** Data supplied **
::::

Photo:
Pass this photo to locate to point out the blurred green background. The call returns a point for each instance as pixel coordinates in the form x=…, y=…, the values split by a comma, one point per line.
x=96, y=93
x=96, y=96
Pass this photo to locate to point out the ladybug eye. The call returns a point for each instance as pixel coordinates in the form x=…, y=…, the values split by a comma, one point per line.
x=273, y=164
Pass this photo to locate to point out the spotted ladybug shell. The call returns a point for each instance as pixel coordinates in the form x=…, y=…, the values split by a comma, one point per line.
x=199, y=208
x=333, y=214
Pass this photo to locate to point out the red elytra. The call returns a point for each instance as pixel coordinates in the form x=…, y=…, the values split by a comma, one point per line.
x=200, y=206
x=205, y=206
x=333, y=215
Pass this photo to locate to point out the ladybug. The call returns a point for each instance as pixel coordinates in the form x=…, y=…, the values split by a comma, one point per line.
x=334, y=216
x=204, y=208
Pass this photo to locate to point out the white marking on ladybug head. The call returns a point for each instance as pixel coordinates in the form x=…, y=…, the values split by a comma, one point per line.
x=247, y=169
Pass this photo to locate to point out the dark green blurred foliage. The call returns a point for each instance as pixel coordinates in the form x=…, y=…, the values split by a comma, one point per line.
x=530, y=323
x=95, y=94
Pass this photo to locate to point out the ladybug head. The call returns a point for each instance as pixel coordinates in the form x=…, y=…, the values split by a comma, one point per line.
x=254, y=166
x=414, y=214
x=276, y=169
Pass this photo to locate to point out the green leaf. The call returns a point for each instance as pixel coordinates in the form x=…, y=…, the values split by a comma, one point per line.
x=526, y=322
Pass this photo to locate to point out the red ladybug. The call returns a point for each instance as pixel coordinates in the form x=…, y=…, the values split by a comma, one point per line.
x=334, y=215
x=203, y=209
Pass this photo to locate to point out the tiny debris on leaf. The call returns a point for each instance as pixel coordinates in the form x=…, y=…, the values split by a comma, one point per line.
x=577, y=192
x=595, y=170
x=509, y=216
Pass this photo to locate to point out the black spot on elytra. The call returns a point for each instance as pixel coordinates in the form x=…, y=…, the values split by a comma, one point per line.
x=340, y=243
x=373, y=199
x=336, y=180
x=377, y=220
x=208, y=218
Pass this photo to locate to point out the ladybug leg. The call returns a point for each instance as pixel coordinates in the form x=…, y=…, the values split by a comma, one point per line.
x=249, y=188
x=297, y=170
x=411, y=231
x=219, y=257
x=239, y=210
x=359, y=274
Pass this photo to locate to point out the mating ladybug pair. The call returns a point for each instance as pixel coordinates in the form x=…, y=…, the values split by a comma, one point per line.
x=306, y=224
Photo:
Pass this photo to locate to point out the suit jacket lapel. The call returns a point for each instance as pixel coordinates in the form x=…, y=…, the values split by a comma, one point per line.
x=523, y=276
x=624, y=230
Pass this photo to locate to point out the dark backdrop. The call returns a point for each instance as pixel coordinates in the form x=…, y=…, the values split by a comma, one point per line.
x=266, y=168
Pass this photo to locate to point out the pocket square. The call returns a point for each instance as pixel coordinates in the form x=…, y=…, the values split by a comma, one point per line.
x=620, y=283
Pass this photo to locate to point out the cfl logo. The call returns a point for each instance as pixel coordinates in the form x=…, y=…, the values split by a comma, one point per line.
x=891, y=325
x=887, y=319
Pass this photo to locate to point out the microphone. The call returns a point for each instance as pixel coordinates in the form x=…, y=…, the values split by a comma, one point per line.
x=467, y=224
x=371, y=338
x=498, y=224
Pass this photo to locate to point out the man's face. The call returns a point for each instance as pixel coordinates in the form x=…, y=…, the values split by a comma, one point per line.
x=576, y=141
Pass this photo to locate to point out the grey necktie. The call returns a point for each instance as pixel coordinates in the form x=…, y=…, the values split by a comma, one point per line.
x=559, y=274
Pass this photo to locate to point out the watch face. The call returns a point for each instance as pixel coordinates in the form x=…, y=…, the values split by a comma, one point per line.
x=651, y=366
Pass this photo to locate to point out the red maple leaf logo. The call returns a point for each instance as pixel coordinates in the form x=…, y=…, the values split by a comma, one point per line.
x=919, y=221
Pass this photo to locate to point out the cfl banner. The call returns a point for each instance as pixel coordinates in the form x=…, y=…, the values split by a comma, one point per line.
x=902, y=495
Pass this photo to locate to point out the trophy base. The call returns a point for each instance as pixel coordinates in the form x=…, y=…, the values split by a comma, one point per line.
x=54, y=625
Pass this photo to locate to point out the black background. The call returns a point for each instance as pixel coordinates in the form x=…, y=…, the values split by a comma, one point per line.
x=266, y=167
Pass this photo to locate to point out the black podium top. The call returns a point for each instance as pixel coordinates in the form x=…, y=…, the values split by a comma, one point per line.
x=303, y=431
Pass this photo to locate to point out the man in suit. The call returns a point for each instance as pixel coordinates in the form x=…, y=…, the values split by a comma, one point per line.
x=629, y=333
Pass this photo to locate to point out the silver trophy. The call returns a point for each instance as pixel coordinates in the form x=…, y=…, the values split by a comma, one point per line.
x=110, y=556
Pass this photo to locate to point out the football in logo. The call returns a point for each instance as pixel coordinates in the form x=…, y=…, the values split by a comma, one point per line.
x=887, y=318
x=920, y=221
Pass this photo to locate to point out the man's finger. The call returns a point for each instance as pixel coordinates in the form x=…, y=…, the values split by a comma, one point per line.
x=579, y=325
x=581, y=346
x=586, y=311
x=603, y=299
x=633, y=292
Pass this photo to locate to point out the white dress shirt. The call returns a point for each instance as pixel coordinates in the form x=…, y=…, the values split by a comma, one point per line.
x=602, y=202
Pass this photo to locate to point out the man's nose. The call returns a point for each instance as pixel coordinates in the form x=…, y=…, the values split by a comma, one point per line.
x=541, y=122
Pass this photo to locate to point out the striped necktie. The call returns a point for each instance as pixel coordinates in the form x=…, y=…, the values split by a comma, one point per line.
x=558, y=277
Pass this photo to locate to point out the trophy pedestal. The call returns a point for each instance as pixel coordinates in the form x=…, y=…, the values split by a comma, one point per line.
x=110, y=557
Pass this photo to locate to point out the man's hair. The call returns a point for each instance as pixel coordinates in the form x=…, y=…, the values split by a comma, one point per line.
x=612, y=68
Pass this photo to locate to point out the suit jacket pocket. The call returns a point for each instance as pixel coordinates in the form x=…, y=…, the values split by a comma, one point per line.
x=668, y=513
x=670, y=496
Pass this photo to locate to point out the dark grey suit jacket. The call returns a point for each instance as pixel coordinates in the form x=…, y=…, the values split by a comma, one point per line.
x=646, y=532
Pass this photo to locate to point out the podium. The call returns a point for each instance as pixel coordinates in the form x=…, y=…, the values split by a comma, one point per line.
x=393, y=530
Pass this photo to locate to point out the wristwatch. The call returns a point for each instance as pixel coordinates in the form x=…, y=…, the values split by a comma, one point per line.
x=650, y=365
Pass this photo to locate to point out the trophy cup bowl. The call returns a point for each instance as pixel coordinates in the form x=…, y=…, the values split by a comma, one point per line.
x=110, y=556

::::

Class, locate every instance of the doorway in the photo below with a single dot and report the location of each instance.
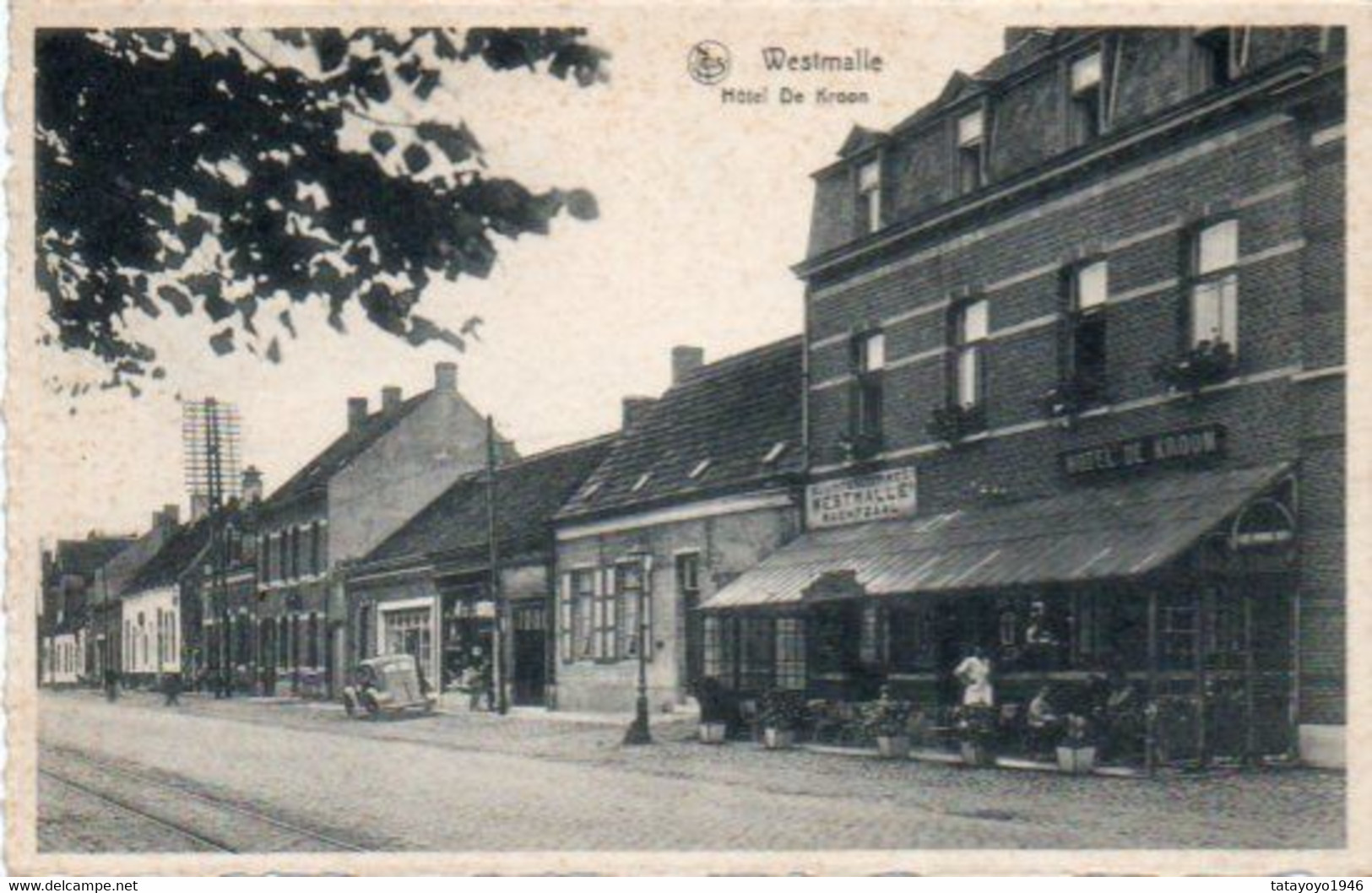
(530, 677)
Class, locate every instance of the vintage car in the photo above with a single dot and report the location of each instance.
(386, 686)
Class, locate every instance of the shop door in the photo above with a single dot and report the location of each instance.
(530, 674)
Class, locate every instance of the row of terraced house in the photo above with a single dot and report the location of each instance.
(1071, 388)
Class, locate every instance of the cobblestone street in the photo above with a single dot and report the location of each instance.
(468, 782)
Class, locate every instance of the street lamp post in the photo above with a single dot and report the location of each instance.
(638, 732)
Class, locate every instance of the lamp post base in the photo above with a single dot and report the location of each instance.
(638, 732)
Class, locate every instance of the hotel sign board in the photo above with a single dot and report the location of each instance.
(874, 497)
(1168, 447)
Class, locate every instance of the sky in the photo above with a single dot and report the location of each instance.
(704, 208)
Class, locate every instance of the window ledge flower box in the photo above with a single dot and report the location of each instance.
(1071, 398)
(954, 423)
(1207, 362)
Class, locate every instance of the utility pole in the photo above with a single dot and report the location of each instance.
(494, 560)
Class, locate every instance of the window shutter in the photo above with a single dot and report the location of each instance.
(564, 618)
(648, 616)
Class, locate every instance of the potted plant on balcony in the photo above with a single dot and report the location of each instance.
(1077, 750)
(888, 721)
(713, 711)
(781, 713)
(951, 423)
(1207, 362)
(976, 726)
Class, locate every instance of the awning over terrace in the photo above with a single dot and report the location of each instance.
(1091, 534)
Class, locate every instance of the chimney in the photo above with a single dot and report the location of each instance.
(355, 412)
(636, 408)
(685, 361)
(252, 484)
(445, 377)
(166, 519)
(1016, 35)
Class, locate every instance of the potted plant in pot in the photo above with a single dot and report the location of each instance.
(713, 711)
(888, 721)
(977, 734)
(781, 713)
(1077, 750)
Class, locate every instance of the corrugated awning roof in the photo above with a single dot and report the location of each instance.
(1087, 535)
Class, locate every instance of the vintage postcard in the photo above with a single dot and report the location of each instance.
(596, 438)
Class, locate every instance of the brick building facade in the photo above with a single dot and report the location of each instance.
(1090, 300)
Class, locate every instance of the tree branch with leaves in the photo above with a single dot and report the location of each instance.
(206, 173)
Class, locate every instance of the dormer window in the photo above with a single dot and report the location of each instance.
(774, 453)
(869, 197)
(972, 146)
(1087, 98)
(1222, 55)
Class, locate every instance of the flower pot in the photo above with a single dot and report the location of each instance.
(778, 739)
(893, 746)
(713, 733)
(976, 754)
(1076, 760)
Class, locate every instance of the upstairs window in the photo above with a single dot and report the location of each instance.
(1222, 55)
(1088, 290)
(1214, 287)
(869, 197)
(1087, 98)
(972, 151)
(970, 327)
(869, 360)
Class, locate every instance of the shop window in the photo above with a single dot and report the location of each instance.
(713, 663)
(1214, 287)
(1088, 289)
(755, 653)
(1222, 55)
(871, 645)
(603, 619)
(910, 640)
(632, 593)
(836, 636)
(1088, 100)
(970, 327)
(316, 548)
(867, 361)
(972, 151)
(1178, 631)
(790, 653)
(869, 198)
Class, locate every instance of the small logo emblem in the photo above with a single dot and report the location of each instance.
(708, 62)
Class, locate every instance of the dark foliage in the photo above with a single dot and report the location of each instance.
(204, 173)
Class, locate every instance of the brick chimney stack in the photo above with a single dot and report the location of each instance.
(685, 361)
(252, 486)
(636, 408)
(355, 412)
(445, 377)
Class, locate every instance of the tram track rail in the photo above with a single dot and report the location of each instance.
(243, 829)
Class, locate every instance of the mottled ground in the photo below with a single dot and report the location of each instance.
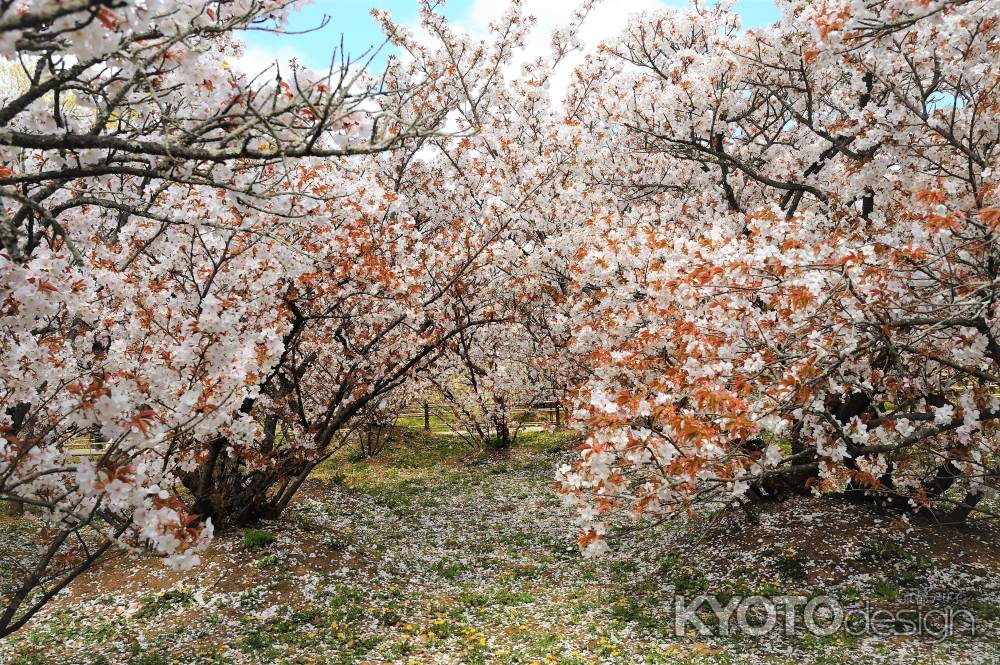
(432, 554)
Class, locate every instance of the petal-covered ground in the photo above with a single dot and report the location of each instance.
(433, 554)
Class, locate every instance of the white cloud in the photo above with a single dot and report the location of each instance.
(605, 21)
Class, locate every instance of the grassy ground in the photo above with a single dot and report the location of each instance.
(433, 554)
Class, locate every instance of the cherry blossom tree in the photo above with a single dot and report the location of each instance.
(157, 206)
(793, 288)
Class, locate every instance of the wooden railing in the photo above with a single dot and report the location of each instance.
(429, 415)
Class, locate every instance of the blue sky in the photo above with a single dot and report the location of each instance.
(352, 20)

::::

** Exercise objective **
Convert the items in the stretch from the line containing "Pass this photo to locate to point out the grey" through the line containing "x=559, y=274" into a two-column CSV with the header item,answer. Give one row per item, putting its text and its answer each in a single quoted field and replacing line breaks with spaces.

** Expected output **
item,answer
"Pass this photo to locate to point out the grey necktie. The call returns a point for each instance as pixel coordinates in the form x=…, y=…, the values split by a comma, one point per line.","x=559, y=274"